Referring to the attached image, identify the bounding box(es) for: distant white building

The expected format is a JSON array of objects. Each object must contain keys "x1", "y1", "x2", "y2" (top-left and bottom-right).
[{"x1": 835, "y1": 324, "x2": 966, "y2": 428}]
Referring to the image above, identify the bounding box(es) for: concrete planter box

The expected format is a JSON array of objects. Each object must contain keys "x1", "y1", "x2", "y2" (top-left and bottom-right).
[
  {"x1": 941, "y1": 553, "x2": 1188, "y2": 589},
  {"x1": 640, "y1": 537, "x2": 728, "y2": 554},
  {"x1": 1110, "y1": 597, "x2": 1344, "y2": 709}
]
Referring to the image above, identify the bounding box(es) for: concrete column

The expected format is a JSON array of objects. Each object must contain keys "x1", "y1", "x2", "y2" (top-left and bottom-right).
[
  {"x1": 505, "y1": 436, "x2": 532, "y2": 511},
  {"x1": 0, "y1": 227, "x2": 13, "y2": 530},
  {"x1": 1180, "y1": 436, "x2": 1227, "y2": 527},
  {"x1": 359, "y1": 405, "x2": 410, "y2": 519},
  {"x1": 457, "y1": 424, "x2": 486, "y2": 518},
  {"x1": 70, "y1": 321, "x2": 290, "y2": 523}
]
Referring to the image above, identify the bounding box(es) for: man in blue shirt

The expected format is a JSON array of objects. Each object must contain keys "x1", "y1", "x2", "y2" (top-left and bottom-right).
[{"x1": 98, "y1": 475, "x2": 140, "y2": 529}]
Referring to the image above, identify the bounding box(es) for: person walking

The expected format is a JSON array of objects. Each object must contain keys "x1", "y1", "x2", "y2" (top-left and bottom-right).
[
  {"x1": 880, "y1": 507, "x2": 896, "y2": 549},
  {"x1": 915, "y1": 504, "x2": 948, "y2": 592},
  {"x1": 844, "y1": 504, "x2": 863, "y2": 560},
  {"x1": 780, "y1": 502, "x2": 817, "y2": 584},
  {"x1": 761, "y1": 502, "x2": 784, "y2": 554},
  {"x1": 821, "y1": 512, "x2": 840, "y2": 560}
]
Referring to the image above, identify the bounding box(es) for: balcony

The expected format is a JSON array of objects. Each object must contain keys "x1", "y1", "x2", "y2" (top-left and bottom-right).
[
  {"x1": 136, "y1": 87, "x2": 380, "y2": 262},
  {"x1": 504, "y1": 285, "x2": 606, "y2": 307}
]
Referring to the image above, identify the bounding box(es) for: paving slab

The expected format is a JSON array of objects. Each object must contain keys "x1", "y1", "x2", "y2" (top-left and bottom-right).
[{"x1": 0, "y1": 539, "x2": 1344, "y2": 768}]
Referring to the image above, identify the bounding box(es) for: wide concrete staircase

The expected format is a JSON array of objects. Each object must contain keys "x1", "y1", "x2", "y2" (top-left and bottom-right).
────────────────
■ CHALLENGE:
Can you update all the rows above by replacing "expected format" with "required format" everywhere it occurs and leaving everything else unchanged?

■ WRITTEN ANSWER:
Referring to the attached image, identify the bounding box(es) for: distant white building

The required format is a JSON array of objects. Each object must contain keys "x1", "y1", "x2", "y2" (top-left and bottom-right).
[{"x1": 835, "y1": 324, "x2": 966, "y2": 428}]
Referring to the image above, identify the bounding box(es) for: concrete planter box

The required format is a JSON array of objects. Each object must contain keys "x1", "y1", "x2", "y2" (top-left and bottom-right).
[
  {"x1": 941, "y1": 553, "x2": 1188, "y2": 589},
  {"x1": 640, "y1": 537, "x2": 728, "y2": 554},
  {"x1": 1110, "y1": 597, "x2": 1344, "y2": 709}
]
Referring to the image above, identify the bounding box(es) for: concrete column

The required format is a JSON array of objects. Each object must contain keys "x1", "y1", "x2", "y2" (top-left and bottom-right).
[
  {"x1": 505, "y1": 436, "x2": 532, "y2": 511},
  {"x1": 0, "y1": 227, "x2": 13, "y2": 530},
  {"x1": 1180, "y1": 436, "x2": 1227, "y2": 527},
  {"x1": 359, "y1": 405, "x2": 410, "y2": 519},
  {"x1": 457, "y1": 424, "x2": 486, "y2": 518},
  {"x1": 70, "y1": 321, "x2": 290, "y2": 523}
]
Referring to the image above, identify the bounding box(es) for: man in blue shirt

The required format is a JSON array of objects. Each object must contain keys "x1", "y1", "x2", "y2" (top-left and bottom-right).
[{"x1": 98, "y1": 475, "x2": 140, "y2": 529}]
Referring to the image above, identify the bounding box(es) for: person walking

The required format is a JSON array of objects. Each object must contain keys "x1", "y1", "x2", "y2" (top-left and bottom-right).
[
  {"x1": 880, "y1": 507, "x2": 896, "y2": 549},
  {"x1": 915, "y1": 504, "x2": 948, "y2": 592},
  {"x1": 844, "y1": 504, "x2": 863, "y2": 560},
  {"x1": 780, "y1": 502, "x2": 817, "y2": 584},
  {"x1": 761, "y1": 502, "x2": 784, "y2": 554},
  {"x1": 821, "y1": 512, "x2": 840, "y2": 560}
]
Referring to the image above, identify the bounding box(es) for: balcony

The required format is a JSON array of objects. Each object must contain keys "x1", "y1", "x2", "y2" (top-left and bottom-right).
[
  {"x1": 136, "y1": 87, "x2": 380, "y2": 262},
  {"x1": 504, "y1": 285, "x2": 606, "y2": 307}
]
Referring to the image above, identify the bounding box(es) for: paving slab

The required format is a JSON array of objects. Each object must contain keys "x1", "y1", "x2", "y2" (top-left and bottom-right).
[{"x1": 0, "y1": 539, "x2": 1344, "y2": 768}]
Referring to the image above, identify the bounding box(es) for: wide concrete staircase

The required format is a JSON array of objects. Each object must contain keys "x1", "y1", "x2", "y2" (top-left and bottom-right).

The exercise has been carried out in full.